Excerpted text:
In 2004, my husband got a job 5,000 miles away from our families. I agreed to the move and we have been living here together since 2005. (We lived apart for over a year while I was finishing my M.S. program on the East Coast). Our move here was never intended to be permanent but the economy (house underwater) has kept us here longer than intended. We originally planned a 2-5 year stay and it’s now been 8 years.
My Dad was diagnosed with Cancer in November (Waldenstrom’s Syndrome - rare but slower-growing cancer). I was able to go visit him at Christmas before he started chemotherapy. He seems to be doing okay but I’m really struggling with whether or not we should move back this summer to be closer to our families.
DH and I are fairly involved in our church here (I’m a cantor and he’s a lector) and we both have jobs although DH is very discouraged with his (long story). There is a possibility I could work remotely with the same company I work for now but I have hesitated to ask my boss because I’m not 100% sure she would allow it. Also, if we left, it’s pretty certain it would be a while before my DH could find another job (he works in the newspaper industry in sports so jobs are sparse).
Also, we have a house here that is just starting to come out from underwater. If we sold it, we might be able to break even but that’s about it. We’ve talked about renting it and even tried to rent it out last summer but couldn’t find anyone before busy season kicked in for DH and we couldn’t leave. And renting it means having to pay someone to manage it since we’d be too far away to handle it ourselves.

Required tasks:
**a.** Give every length of time, expressed in years, that the post about possibly moving back near family mentions, noting what each one refers to.
**b.** In the post about possibly moving back near family, what role does the writer's husband fill at their church?
**c.** Carry on the post about whether to move back near family, starting after its final sentence.

[Point localization data]
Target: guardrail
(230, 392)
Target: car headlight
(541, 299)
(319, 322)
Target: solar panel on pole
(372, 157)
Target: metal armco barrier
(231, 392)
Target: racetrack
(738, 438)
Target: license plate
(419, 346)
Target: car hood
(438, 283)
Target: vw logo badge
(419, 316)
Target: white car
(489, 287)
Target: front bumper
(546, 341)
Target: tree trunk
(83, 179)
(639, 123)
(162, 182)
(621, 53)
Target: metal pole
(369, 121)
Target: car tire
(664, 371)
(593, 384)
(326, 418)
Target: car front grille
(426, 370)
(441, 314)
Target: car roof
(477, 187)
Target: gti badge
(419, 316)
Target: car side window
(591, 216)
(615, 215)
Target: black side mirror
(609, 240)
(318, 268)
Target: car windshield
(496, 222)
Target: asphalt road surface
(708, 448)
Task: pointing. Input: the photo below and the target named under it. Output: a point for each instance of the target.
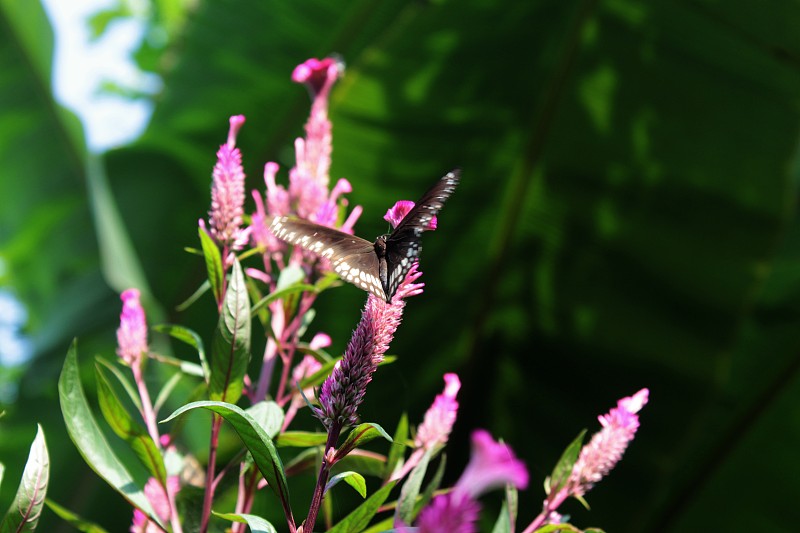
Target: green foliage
(627, 218)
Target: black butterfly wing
(353, 258)
(403, 246)
(427, 207)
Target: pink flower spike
(227, 191)
(491, 465)
(235, 122)
(320, 340)
(398, 212)
(454, 513)
(440, 417)
(132, 332)
(604, 451)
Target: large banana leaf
(626, 219)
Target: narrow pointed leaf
(255, 523)
(300, 439)
(126, 428)
(24, 512)
(230, 350)
(354, 479)
(258, 443)
(406, 503)
(133, 394)
(213, 263)
(269, 416)
(191, 338)
(90, 441)
(362, 515)
(360, 435)
(73, 519)
(398, 446)
(563, 468)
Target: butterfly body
(377, 267)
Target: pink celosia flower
(132, 332)
(342, 393)
(492, 465)
(436, 426)
(400, 209)
(308, 181)
(604, 451)
(157, 497)
(227, 192)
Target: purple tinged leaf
(24, 511)
(230, 349)
(360, 435)
(354, 479)
(73, 519)
(255, 523)
(90, 441)
(258, 443)
(362, 515)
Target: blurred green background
(627, 219)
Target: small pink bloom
(227, 191)
(449, 512)
(398, 212)
(441, 416)
(607, 446)
(491, 465)
(132, 332)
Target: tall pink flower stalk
(308, 196)
(598, 457)
(132, 348)
(227, 193)
(436, 425)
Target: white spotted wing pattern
(377, 267)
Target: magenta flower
(157, 497)
(440, 417)
(132, 331)
(492, 465)
(342, 393)
(400, 209)
(227, 192)
(607, 446)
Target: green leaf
(258, 443)
(300, 439)
(268, 415)
(508, 512)
(563, 468)
(255, 523)
(213, 263)
(354, 479)
(406, 503)
(230, 349)
(73, 519)
(133, 394)
(282, 293)
(201, 290)
(360, 435)
(24, 511)
(398, 447)
(357, 520)
(128, 429)
(90, 441)
(191, 338)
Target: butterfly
(377, 267)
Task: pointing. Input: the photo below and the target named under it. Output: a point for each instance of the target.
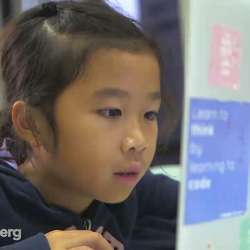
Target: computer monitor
(214, 210)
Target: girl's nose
(135, 142)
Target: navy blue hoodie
(144, 221)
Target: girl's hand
(72, 239)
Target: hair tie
(49, 9)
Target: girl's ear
(31, 126)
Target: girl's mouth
(129, 178)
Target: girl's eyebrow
(116, 92)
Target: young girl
(83, 92)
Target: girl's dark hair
(47, 47)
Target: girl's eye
(151, 116)
(110, 113)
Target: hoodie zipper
(87, 225)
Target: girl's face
(107, 124)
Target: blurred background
(161, 19)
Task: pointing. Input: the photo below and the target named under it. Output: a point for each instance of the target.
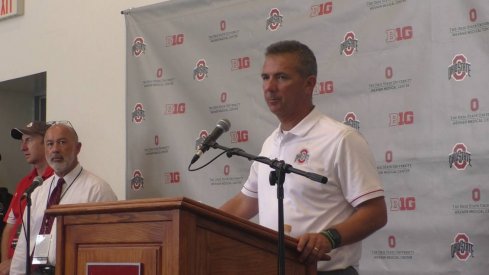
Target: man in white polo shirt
(330, 220)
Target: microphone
(222, 126)
(35, 183)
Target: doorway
(22, 100)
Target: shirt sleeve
(250, 188)
(357, 170)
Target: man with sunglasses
(31, 139)
(71, 184)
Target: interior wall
(15, 111)
(81, 46)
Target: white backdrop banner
(410, 75)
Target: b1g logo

Task answers:
**a.**
- Over a year: how long the couple lived apart while the writer finished an M.S. program on the East Coast
- 2-5 years: the stay they originally planned
- 8 years: how long they have now been there

**b.** He is a lector.

**c.**
Lastly, DH and I really want to start our family. We’ve been waiting to have kids until we were living closer to family. I’m now 35 and concerned that time is running out. In terms of having kids, we talked about it and felt that, if we want kids within a year, we should probably stay here where we know we have steady jobs and healthcare but, my heart aches when I think about being so far from my family with a child and what if My Dad’s situation worsens. I feel that having a child would also give my Dad something to look forward to - He seemed excited about the idea of a 2nd grandchild (my older brother has a daughter) when I mentioned it at Christmas.
Anyway, sorry this is so long. Please pray for me and DH for wisdom and discernment about if/how/when to move and figure this all out. Thanks!